== À FAIRE ==
Reproduisez mot pour mot le passage de l'extrait du document qui s'ouvre sur les mots « Notez la beauté » et se referme sur « nous voilà transfiguré. ».

== EXTRAIT DU DOCUMENT ==

11. The Warming Sun : Peut-être le plus beau morceau de l'album,
The Warming Sun est un monument émotionnel douloureux qui nous parle de ce qui
aurait pu être mais qui n'a jamais été. Bien, où vais-je trouver des
superlatifs convenables ? Vous devriez écouter cette chanson, je ne vois
vraiment pas quoi ajouter. C'est absolument et totalement parfait. Vraiment
parfait. Une telle écriture vaut tout l'or du monde, ce Jason Lytle a du génie,
non, franchement, que peut-on dire de plus ? On pleure, là, voilà, on pleure.
Et on sourit en même temps.
12. The Final Push To The Sum : Une autre chose qui devient
certaine avec ce groupe, c'est qu'il sait achever ses albums aussi haut qu'il
les a ouverts. Il sait se réserver les sommets (le mot est donc juste) pour le
final et ne donne ainsi jamais l'impression de s'épuiser en cours de route. Débutant
par une énorme explosion harmonique qui le propulse vers des hauteurs
admirables, The Final Push To The Sum se poursuit une nouvelle fois dans une
ambiance éthérée et rêveuse. Cette ambiance n'empêche pas de ressentir au
plus fort l'inquiétude des textes et cette mélancolie toujours omniprésente.
Notez la beauté des quelques instants où Jason Lytle nous murmure "Here
at the final push to the sum, if my old life is done, what have I become
?". Et après une nouvelle explosion sonore, Sumday va s'achever sur la répétition
délicate, inquiète, poétique de ces quelques mots : "what have I become
?" L'introspection s'achève et nous voilà transfiguré.
- Greenday : Réabilitation en quelques lignes
De tous les nécrophiles
nécrophages du punk, et en particulier de la vague néo-punk ricain de sinistre mémoire
(aussi nommée "punk californien", ce qui veut tout dire...), Greenday est
souvent, et à très juste titre, considéré comme l'avatar le plus doué, voir le plus
touchant. Certes, Greenday est une photocopie ensoleillée (et donc très paradoxale) des
Clash. Un cliché, donc. Mais dans cette visée de devenir le nouveau Last Band In Town,
Greenday a trouvé les bonnes portes et surtout (surtout !) les bonnes clefs. Ils ont
compris que ce qui faisait le génie des Clash était leur aspect "magma en
ébullition perpétuelle". Avec une sincérité sans failles, les Clash mélangeaient
les genre, les idées, les émotions. Avec une bonne dose d'intelligence et de maturité,
ils nous ont donné les chefs-d'uvre que l'on sait (cf ma page Clash, on sait jamais
finalement). Et Greenday dans tout ça ? Et bien ces ptits gars n'ont pas le génie de la
bande à Joe, mais, avec l'âge, l'expérience, le temps, ils ont suivi un parcours
exemplaire, une courbe ascendante, sur laquelle (et c'est fichtrement rare !) chaque
nouvel album est plus réussi que le précédent. Greenday n'est pas le genre de groupes
à avoir tout déballé dès le début, à avoir tout gaspillé plus ou moins à raison,
au contraire. Les chefs-d'uvre sont à venir, c'est pour cela que l'on ne peut
parler pour l'instant "que" de "très grands disques" en évoquant
Nimrod et Warning. Alors y a quoi donc de bien dans Greenday ? Et bien, une fois
éliminés les tics punks lourdauds et la jeunesse, certes attachante mais aussi limitée,
des très sympathiques Dookie et Insomniac, il reste des merveilles power pop, punk pop,
pop pop ou je ne sais quoi, telles que Redundant et Time Of Your Life. Et des Warning, des
Hold On, des Misery... Un petit groupe, certes, mais un bon petit groupe.

== LIGNES DE DONNÉES ==
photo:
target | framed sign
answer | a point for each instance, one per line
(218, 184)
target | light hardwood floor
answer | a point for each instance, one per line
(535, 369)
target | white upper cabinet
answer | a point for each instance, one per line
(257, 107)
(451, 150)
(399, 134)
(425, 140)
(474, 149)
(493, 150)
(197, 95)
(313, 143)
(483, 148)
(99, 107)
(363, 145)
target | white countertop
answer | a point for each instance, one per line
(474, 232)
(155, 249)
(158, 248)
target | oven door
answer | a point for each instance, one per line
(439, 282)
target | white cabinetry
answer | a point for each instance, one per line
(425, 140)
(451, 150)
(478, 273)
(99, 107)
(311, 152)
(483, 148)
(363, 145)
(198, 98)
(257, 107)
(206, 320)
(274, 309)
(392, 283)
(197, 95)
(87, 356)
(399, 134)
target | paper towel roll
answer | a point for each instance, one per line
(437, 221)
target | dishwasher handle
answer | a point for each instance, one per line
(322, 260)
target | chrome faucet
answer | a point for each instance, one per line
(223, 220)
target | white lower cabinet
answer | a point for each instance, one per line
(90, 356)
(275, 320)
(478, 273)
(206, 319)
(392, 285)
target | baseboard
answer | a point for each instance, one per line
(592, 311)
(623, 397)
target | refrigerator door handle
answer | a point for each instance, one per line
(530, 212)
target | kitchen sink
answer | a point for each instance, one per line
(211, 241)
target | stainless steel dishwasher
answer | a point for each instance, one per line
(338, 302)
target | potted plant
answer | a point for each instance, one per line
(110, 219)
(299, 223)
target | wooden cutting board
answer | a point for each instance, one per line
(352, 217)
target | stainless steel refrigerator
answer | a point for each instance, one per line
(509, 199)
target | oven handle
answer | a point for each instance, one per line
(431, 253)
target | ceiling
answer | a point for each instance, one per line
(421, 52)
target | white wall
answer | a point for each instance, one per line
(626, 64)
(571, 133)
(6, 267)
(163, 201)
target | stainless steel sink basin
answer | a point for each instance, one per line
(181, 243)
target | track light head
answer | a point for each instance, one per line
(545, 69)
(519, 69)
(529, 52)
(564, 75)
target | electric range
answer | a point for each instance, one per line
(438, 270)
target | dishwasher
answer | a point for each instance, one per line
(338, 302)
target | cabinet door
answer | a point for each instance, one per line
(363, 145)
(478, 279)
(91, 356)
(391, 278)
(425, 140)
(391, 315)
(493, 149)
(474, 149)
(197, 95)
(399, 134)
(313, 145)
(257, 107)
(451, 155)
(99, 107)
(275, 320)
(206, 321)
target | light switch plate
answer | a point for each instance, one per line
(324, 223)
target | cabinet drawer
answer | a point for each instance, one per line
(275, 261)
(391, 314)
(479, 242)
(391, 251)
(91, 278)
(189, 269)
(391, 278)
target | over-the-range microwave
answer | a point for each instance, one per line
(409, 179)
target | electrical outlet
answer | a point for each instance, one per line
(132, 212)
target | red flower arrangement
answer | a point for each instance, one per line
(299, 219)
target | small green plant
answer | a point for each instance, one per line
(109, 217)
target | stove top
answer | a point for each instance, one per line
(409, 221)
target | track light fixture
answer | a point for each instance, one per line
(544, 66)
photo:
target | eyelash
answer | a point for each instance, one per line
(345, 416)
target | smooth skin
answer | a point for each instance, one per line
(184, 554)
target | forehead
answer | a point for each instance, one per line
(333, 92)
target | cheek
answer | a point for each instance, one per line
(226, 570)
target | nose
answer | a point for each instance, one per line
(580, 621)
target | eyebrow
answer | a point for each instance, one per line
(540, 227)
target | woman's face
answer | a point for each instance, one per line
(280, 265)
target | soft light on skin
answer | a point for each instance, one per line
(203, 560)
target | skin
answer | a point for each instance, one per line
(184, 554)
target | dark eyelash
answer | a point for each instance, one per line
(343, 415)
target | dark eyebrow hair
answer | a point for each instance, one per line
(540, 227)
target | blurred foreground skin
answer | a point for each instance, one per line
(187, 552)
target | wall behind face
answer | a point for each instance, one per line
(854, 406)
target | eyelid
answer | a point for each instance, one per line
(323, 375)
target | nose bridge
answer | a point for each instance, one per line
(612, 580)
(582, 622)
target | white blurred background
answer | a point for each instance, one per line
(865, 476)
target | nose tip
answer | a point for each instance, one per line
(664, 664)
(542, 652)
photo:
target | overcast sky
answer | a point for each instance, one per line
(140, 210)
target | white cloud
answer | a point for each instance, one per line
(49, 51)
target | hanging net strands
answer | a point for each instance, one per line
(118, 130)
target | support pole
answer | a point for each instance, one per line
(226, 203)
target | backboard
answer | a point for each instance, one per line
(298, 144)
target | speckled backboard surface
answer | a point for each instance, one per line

== RÉPONSE CI-DESSOUS ==
Notez la beauté des quelques instants où Jason Lytle nous murmure "Here
at the final push to the sum, if my old life is done, what have I become
?". Et après une nouvelle explosion sonore, Sumday va s'achever sur la répétition
délicate, inquiète, poétique de ces quelques mots : "what have I become
?" L'introspection s'achève et nous voilà transfiguré.